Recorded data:
* BEGIN *

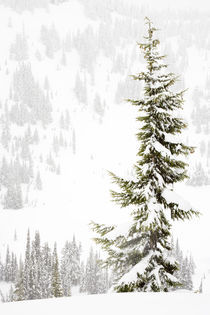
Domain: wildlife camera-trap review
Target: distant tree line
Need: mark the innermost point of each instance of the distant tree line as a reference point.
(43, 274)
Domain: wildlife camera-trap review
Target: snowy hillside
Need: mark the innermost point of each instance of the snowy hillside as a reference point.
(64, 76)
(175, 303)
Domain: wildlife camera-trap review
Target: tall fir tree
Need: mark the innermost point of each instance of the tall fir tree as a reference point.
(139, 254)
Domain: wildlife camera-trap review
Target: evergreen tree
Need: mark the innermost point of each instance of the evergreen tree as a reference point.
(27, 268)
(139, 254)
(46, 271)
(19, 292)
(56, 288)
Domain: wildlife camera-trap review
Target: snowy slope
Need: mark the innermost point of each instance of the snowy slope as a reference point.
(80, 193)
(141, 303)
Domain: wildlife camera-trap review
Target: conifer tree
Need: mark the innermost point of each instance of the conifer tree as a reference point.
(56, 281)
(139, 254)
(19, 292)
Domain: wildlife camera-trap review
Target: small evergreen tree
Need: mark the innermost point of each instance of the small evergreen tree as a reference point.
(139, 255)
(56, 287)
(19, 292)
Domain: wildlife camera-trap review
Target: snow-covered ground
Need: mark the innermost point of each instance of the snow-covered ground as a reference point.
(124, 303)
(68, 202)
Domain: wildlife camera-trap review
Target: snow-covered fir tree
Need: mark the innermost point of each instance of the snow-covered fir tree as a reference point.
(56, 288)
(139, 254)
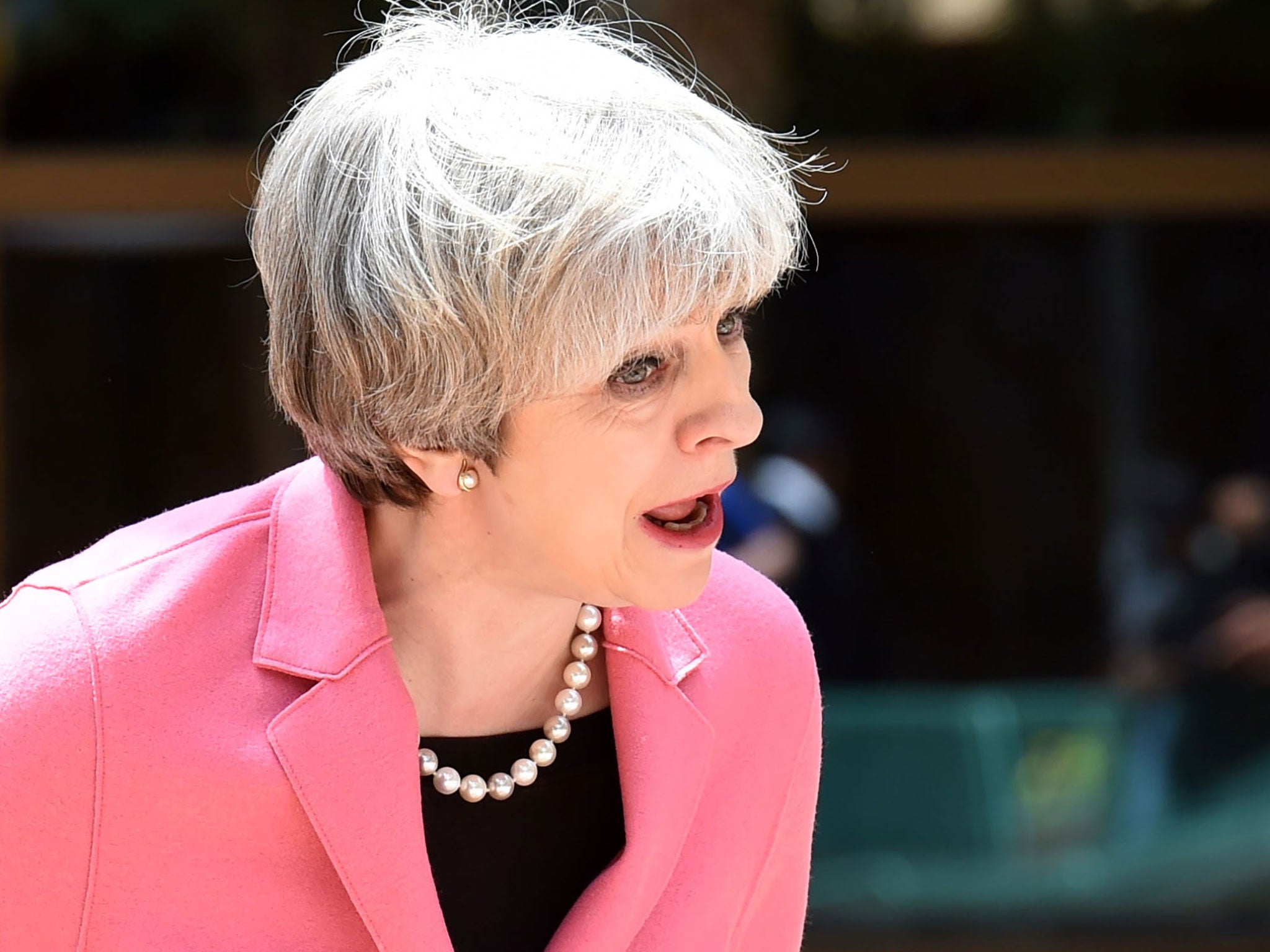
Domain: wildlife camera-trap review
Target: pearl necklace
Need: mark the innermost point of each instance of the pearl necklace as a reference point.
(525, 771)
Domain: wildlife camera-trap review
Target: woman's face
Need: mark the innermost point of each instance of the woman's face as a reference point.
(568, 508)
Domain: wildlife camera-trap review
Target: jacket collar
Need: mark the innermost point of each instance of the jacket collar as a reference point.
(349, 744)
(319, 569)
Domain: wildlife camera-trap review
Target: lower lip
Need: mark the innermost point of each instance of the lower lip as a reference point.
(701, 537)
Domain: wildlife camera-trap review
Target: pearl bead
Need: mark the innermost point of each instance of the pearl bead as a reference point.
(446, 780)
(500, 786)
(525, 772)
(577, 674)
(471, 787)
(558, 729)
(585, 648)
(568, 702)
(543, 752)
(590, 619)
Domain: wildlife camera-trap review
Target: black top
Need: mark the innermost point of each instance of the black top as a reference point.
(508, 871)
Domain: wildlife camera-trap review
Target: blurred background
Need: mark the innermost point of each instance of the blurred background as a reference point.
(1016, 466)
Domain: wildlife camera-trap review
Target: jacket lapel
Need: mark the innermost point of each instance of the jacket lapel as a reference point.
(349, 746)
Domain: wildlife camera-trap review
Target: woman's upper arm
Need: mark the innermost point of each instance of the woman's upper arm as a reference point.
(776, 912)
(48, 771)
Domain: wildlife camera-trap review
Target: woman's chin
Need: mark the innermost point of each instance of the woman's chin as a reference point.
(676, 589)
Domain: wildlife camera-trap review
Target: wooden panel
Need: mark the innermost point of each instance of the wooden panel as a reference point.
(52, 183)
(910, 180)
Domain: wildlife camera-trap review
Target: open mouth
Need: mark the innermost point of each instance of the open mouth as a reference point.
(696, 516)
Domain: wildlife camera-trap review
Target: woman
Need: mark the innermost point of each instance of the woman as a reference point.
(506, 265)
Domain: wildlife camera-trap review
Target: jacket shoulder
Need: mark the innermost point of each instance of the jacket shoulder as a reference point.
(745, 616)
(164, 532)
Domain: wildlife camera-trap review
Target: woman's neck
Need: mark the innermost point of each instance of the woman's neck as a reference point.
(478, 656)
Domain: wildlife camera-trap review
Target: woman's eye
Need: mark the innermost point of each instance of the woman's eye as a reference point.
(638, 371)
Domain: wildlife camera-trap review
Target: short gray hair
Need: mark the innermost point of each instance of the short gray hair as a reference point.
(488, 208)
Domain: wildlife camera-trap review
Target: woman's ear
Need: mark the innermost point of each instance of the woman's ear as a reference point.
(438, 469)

* END *

EXERCISE:
Reproduce each record above by retyping it exactly; omit all images.

RESPONSE:
Domain: wildlife camera-trap review
Target: distant tree line
Need: mark the innermost point of each instance of the distant tree line as a reference point.
(43, 274)
Domain: wildlife camera-trap review
Target: snowy hillside
Need: mark the innermost point of each instance of the snowy hillside as a reference point.
(64, 76)
(175, 303)
Domain: wildlife camera-trap review
Target: tall fir tree
Need: mark the innermost point of each instance of the tall fir tree as a reference point.
(139, 254)
Domain: wildlife camera-trap review
Target: evergreen tree
Need: mark the innermost point of each instance of the evergreen tree as a reference point.
(27, 268)
(139, 254)
(46, 271)
(19, 292)
(56, 288)
Domain: wildlife camera-trap review
Target: snowy slope
Need: mark the innermost point of each instance of the snowy slope as a reference point.
(80, 193)
(141, 303)
Domain: wildlife camera-trap review
Target: conifer tree
Need: mark the innermost point of each instance of the conifer tree as a reference point.
(56, 281)
(139, 254)
(19, 292)
Domain: wildlife camera-trap review
Target: small evergreen tree
Need: mark the innermost point of each instance of the small evergreen tree as a reference point.
(139, 255)
(56, 287)
(19, 292)
Domain: wildlife camera-trap review
Target: snow-covered ground
Need: mark the innermost point of each instance of the snow-covered ground as a reference point.
(124, 303)
(68, 202)
Domain: wildlife camera-trap review
Target: snow-covered fir tree
Need: mark the innermost point of each instance of the snow-covered fir tree as a reference point.
(56, 288)
(139, 254)
Domain: wildlife camera-trap review
Target: pearl necklace
Need: mark the innermost point of each instance of the pearl necklace as a reference point.
(525, 771)
Domain: wildlife camera-trap review
Target: woman's face
Need: mark the innermost point of each instance of the woman's face as a reference point.
(568, 508)
Domain: wildlife camera-trap review
Target: jacket collar
Need: mark the innermost point of each instance of the jacket collar as a reference point.
(349, 744)
(319, 569)
Domain: wildlife camera-trap review
Target: lower lip
Need: mark the innermost point of each instance of the lower lip as a reference point.
(701, 537)
Domain: wildlife camera-trap review
Target: pearl bead
Need: mark the innermost point of each instance of the pearl bead as a reference point.
(446, 780)
(500, 786)
(525, 772)
(577, 674)
(471, 787)
(558, 729)
(585, 648)
(568, 702)
(543, 752)
(590, 619)
Domain: wildlife camera-trap review
Target: black top
Need: mark the innermost point of each instance of the black top as a reference point.
(508, 871)
Domain: wildlife camera-trap review
Target: blurred background
Need: mark the innermost point of each instance of the blurred background as a reference point.
(1016, 466)
Domain: wildlife camera-trap review
Target: jacket lapel
Need: mark the innermost point of each instance of the jacket lapel as a reference point.
(349, 746)
Domain: wildlife camera-trap review
Target: woman's upper arm
Need: mark the innermost point of each instance of the woman's upper arm as a reference point.
(776, 912)
(48, 771)
Domain: wildlife camera-trap review
Target: woman's chin
Need: mark the innermost point of each instance of the woman's chin as a reference point.
(676, 589)
Domain: wildlife camera-trap review
Target: wooden panel
Need: mark the innermost point of each instance of the wooden panel as a reference point.
(52, 183)
(910, 180)
Domain: wildlife camera-trap review
Target: open mouth
Need: mark the innermost point of each instance of the open mouth as a reference point.
(696, 516)
Domain: wildlife camera-trap review
Target: woman
Need: mark the innermost point of each instance of the woman as a reference point.
(506, 265)
Domain: wildlife camera-trap review
Target: jacket shoulder
Need: mark the innermost point of each instance of the jacket shoulder as a reference point.
(745, 616)
(164, 532)
Domain: wildlife camera-trap review
Target: woman's neck
Need: mark the innermost point of each instance of the woman's neck as a reference point.
(478, 656)
Domain: wildlife camera-trap review
Target: woman's eye
Need: mark the innermost point of each instance of the woman's eye as a reference point.
(638, 371)
Domain: wildlife camera-trap review
Target: short gray hair
Need: mark the innermost point of each instance of the short gray hair as a reference point.
(488, 208)
Domain: wildlife camera-trap review
Target: woman's ear
Need: mark the innermost point of each instance of the woman's ear as a reference point.
(438, 469)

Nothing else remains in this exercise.